* _What you should do_
Write the entries again exactly, with no line missing.

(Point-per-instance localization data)
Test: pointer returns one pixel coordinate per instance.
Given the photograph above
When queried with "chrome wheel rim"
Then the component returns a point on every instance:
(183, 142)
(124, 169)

* _Answer to the exercise_
Test: pointer returns one pixel coordinate per instance.
Given the photograph above
When queried with "chrome wheel rim"
Then the component returns a point on every instance:
(183, 142)
(124, 169)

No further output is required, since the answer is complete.